◆ WHAT YOU HAVE TO DO
For each record below, output its text exactly and skip any picture.

◆ INPUT MATERIAL
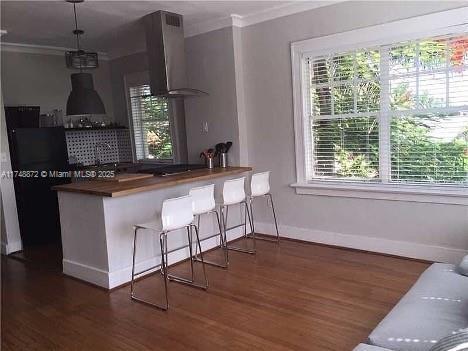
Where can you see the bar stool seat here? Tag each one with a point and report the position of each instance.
(176, 214)
(203, 203)
(234, 194)
(155, 225)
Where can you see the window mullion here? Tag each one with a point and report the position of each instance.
(384, 117)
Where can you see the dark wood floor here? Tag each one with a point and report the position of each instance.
(293, 297)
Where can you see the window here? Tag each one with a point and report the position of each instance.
(390, 113)
(150, 124)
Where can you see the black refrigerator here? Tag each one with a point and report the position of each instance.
(37, 150)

◆ EXERCISE OUTPUT
Where can you see the bar stool seat here? Tag each one with a point and report the position of each instance.
(176, 214)
(203, 203)
(234, 194)
(155, 225)
Where can you see the window mullion here? Tag each one with a point and report the position of each instance.
(384, 117)
Where can you see the dark wood floor here? Tag each one with a point and report the position of each instance.
(293, 297)
Where can you see the window here? Tag each one with a point and report the position of each instance.
(390, 113)
(150, 124)
Where can you see the black refrigerator here? Tag each one with a point and report the position of each instance.
(37, 150)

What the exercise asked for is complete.